--- Your objective ---
Say how many lines in the following entries include "oven", and add nothing else.

#####

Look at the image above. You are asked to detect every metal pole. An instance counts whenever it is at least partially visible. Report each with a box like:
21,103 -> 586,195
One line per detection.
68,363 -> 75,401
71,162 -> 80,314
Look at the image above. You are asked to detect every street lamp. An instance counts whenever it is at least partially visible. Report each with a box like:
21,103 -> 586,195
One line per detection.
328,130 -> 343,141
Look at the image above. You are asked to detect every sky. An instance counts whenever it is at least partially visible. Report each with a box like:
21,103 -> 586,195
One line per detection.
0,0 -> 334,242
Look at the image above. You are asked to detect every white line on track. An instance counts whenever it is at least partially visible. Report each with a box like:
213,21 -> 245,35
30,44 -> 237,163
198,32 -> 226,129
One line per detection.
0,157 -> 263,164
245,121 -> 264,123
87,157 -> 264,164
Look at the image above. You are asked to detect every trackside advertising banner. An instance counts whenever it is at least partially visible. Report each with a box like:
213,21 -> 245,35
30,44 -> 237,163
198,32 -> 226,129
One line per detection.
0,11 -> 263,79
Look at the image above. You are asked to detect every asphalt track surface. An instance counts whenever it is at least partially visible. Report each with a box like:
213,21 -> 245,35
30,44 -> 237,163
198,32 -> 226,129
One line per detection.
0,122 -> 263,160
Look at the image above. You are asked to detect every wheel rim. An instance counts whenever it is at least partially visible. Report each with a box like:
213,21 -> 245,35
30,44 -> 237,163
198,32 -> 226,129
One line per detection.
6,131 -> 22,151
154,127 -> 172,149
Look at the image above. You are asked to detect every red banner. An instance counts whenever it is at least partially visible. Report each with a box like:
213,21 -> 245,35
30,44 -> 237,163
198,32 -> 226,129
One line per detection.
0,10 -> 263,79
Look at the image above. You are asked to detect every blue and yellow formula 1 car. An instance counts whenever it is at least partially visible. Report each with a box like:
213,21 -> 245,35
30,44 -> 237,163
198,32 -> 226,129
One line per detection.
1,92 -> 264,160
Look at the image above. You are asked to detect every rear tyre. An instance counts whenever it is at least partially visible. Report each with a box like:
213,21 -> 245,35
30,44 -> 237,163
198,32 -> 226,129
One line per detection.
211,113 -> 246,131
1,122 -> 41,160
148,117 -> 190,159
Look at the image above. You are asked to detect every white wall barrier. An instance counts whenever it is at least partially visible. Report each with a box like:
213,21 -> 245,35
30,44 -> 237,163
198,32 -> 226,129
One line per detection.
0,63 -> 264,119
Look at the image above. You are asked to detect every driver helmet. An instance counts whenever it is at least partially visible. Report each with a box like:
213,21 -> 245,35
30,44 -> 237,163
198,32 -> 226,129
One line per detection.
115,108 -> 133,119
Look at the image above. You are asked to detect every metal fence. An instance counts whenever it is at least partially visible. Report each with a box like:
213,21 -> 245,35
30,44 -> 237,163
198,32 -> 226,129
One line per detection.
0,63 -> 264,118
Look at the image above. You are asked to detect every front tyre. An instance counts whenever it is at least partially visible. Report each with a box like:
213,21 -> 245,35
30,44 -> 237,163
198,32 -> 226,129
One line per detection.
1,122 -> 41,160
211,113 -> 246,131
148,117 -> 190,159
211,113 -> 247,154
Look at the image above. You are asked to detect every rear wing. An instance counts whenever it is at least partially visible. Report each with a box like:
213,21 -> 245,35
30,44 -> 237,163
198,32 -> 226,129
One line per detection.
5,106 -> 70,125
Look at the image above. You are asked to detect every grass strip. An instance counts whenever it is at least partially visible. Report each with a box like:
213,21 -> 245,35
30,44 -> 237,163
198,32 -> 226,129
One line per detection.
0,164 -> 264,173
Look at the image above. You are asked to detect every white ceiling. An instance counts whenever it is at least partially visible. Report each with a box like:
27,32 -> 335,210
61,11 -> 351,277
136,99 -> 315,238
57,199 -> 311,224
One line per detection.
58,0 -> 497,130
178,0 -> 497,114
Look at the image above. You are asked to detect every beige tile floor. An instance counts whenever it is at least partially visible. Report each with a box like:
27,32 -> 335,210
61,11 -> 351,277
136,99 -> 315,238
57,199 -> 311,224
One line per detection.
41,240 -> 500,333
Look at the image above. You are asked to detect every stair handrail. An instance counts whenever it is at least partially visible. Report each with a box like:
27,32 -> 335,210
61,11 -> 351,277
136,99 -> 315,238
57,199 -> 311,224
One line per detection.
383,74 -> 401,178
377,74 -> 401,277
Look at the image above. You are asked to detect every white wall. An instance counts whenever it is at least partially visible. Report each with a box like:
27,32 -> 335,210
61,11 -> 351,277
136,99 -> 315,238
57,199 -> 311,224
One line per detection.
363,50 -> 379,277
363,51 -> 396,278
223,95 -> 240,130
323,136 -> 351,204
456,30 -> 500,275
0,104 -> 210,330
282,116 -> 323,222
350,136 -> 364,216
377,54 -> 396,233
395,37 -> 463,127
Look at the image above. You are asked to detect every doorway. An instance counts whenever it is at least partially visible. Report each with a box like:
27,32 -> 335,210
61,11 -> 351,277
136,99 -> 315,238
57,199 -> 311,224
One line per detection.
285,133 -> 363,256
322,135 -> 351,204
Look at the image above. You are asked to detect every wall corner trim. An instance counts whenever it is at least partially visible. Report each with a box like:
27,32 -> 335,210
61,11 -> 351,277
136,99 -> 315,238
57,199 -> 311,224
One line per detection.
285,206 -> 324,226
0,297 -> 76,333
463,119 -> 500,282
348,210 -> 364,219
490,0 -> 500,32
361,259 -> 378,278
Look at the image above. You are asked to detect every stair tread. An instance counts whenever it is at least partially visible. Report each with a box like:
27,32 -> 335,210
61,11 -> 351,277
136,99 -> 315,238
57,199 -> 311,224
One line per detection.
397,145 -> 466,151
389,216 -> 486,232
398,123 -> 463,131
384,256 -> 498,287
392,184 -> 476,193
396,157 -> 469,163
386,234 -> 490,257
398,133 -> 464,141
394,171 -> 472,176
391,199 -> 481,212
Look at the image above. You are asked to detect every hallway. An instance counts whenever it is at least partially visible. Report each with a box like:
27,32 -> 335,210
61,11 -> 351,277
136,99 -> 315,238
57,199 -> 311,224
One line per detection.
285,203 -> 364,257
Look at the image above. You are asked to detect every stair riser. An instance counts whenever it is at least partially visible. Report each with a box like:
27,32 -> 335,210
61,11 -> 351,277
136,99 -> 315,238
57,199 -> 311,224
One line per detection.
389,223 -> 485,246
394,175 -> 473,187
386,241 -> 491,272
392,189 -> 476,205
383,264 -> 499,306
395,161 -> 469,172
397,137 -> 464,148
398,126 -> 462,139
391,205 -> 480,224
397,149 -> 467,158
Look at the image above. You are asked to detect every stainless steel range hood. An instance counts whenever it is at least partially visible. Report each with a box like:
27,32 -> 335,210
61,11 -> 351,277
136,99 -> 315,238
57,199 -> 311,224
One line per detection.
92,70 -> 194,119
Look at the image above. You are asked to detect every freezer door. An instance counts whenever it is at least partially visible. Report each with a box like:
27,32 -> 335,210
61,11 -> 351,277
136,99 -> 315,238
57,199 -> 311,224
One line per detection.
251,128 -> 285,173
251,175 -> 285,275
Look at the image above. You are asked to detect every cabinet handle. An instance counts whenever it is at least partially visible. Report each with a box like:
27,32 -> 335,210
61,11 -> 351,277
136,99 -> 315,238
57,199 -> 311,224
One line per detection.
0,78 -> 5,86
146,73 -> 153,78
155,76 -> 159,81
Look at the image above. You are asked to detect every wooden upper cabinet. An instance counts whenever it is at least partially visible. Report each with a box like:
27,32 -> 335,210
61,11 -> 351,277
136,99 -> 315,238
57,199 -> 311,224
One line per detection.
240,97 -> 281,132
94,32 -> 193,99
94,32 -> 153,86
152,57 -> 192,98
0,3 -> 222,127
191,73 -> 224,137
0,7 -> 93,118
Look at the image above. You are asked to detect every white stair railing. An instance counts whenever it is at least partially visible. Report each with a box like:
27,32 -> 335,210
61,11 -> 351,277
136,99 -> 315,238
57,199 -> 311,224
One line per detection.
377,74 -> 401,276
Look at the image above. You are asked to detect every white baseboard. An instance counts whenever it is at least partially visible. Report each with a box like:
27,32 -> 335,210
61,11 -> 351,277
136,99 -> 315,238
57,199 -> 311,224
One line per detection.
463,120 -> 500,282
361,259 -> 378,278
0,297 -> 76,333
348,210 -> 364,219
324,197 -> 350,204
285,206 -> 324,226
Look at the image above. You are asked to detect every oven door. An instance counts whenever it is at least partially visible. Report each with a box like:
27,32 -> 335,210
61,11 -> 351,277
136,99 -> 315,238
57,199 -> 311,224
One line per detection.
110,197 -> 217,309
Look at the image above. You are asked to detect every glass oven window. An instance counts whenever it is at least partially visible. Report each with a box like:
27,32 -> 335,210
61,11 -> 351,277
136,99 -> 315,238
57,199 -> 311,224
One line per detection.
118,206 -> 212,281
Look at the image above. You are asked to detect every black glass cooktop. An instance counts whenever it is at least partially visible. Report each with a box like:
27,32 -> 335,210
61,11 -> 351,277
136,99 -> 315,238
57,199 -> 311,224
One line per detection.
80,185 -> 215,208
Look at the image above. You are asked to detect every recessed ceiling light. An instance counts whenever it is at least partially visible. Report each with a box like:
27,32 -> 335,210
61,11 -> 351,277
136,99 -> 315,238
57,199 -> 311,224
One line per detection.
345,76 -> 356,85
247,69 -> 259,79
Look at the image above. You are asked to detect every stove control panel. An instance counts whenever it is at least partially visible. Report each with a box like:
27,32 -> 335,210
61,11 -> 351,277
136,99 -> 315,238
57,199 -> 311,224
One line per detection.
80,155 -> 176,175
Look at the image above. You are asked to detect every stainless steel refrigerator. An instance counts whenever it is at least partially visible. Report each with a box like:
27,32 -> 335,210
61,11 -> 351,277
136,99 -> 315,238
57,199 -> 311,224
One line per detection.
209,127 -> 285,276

#####

--- Answer section ---
2